**Input data**:
● ● ● ● ●

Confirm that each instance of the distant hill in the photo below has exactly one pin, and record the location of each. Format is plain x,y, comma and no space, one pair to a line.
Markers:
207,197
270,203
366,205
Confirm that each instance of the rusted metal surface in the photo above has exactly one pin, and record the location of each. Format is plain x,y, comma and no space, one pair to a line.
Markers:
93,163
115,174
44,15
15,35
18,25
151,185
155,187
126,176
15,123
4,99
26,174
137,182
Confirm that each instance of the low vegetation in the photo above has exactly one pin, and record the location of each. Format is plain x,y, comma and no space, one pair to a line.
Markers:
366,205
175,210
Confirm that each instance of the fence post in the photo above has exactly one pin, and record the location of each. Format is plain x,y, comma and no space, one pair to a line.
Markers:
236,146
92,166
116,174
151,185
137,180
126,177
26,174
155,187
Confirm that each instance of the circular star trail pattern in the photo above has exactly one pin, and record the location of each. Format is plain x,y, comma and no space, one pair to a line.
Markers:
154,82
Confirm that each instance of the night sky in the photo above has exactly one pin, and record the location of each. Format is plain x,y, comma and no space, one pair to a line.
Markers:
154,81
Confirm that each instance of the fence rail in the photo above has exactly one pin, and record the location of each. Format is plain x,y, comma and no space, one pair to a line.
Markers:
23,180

● ● ● ● ●

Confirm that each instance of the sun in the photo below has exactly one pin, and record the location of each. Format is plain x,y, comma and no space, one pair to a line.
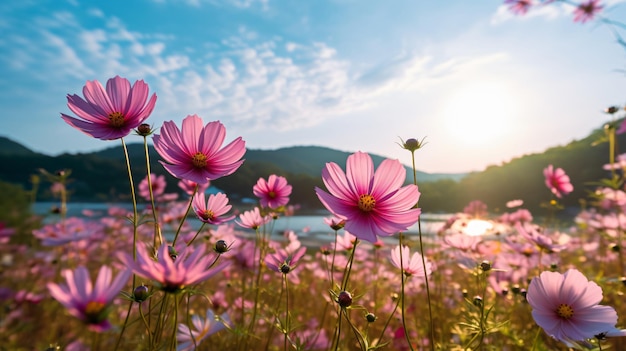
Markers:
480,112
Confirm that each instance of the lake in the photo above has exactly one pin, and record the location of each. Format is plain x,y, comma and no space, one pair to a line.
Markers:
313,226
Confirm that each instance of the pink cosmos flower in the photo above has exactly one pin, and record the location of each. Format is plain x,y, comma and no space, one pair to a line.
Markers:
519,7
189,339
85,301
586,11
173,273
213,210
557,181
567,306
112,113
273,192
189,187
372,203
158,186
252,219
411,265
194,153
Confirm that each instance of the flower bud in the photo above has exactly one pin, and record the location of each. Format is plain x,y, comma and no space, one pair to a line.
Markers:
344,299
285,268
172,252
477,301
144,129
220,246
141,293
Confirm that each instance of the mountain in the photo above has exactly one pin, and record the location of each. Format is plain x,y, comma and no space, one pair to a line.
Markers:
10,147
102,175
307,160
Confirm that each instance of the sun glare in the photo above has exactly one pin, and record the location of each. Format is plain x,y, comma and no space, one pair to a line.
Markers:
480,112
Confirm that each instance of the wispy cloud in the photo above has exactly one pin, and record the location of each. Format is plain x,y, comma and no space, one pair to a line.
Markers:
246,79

● ● ● ● ●

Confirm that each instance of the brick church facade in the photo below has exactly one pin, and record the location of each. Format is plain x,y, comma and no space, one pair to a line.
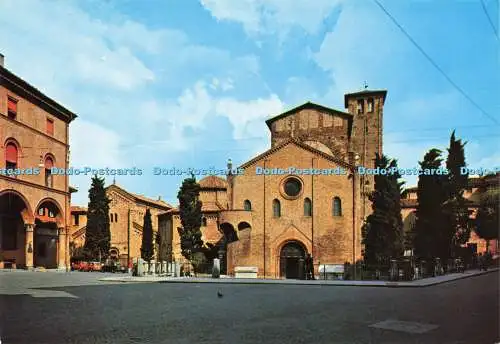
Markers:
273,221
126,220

● ● ● ● ●

**Exercise description**:
Tally how many lines of the listing above contain the string "pattern", treating uppercase and lowercase letters as distinct. Report only the number.

**The result**:
1